▶ [What is required]:
Pick out every line in the data below that contains the string "pixels", and copy each one in full. Case matters.

▶ [Data shown]:
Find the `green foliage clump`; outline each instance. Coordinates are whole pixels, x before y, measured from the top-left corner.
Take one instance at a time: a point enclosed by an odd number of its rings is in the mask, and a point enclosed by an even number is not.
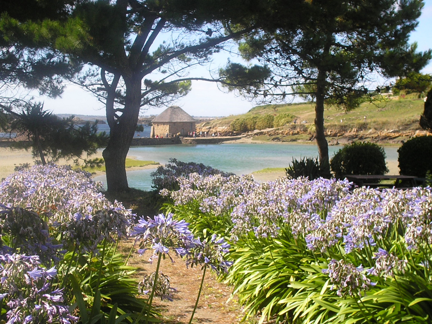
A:
[[[421,94],[431,86],[432,76],[415,72],[410,73],[406,78],[398,79],[393,88],[393,92],[399,94],[403,91],[406,94],[413,93]]]
[[[230,125],[231,129],[235,132],[247,132],[249,129],[245,121],[245,118],[236,118]]]
[[[255,127],[257,130],[264,130],[265,128],[271,128],[273,126],[273,121],[274,116],[270,114],[260,116],[257,120]]]
[[[328,165],[327,165],[328,167]],[[290,164],[285,169],[285,173],[289,179],[297,179],[300,177],[307,177],[309,180],[313,180],[318,178],[330,178],[330,175],[325,174],[327,168],[320,165],[318,158],[305,158],[298,161],[292,158],[292,165]]]
[[[344,175],[384,175],[388,172],[384,149],[374,143],[354,143],[345,145],[330,161],[337,178]]]
[[[290,113],[280,113],[275,116],[273,120],[273,127],[282,127],[287,124],[292,123],[295,118],[295,116]]]
[[[230,126],[235,132],[251,132],[254,130],[264,130],[274,127],[274,117],[268,113],[261,116],[248,116],[235,119]]]
[[[424,178],[432,170],[432,136],[419,136],[404,143],[397,150],[400,174]]]

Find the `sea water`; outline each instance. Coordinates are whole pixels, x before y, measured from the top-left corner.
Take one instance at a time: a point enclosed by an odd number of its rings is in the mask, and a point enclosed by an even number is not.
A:
[[[331,158],[342,146],[329,146]],[[386,146],[386,160],[397,160],[397,146]],[[178,144],[132,146],[129,155],[137,159],[154,161],[161,165],[171,158],[184,162],[202,163],[226,172],[239,175],[248,174],[266,168],[286,168],[292,159],[318,156],[316,145],[285,143],[252,144],[222,143],[218,144]],[[130,187],[143,190],[152,190],[150,174],[156,169],[137,170],[127,172]],[[95,179],[106,183],[105,175]]]

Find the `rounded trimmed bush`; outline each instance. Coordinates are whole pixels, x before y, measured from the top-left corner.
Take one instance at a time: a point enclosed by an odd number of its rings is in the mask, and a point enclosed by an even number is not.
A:
[[[432,171],[432,136],[419,136],[407,141],[397,150],[400,174],[425,178]]]
[[[337,178],[344,175],[384,175],[388,172],[384,149],[375,144],[357,142],[344,146],[330,161]]]

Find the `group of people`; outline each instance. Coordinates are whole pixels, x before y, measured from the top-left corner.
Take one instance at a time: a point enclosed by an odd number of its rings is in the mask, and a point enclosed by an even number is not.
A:
[[[203,132],[202,130],[200,130],[199,133],[197,133],[197,132],[194,130],[193,132],[188,132],[187,137],[195,138],[197,136],[199,137],[206,137],[207,133],[206,131]],[[220,132],[218,132],[217,133],[215,133],[213,132],[212,133],[212,137],[214,137],[215,136],[220,136]]]

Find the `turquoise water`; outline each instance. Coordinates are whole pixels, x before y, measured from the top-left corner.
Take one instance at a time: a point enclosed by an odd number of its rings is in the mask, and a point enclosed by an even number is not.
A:
[[[342,147],[329,146],[330,157]],[[387,160],[397,160],[398,148],[384,148]],[[316,145],[292,143],[253,143],[219,144],[179,144],[156,146],[133,146],[129,155],[138,160],[155,161],[163,165],[171,158],[184,162],[202,163],[206,165],[239,175],[248,174],[266,168],[286,168],[292,158],[318,156]],[[129,171],[127,181],[129,186],[143,190],[151,190],[150,174],[154,169]],[[106,181],[105,175],[95,179]]]

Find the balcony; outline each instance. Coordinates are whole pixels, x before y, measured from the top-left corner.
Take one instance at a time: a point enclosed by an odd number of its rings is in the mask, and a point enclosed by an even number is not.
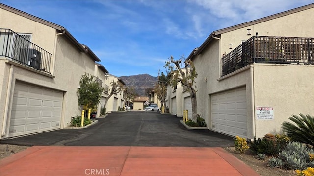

▶ [Output for this exercise]:
Find the `green foliage clump`; outline each instance. Coordinates are whole pixels, x before y, measured from the top-left corner.
Find the `sea water`; outline each instance. Coordinates are whole pixels, x before y, measured from the top-left corner.
Find the `rounded trimmed bush`; outline each instance. Coordinates are whole pixels, x before y, measured from the top-left corner.
Find the `group of people`; outline each instance. Coordinates are whole pixels, x before y, measured from the top-left corner.
Find the `turquoise water`; outline each instance. Coordinates are whole pixels, x before y, measured from the top-left corner.
Find the balcony; outline each instance. Coordinates are whole pixels, x before y, measured from the top-left corner.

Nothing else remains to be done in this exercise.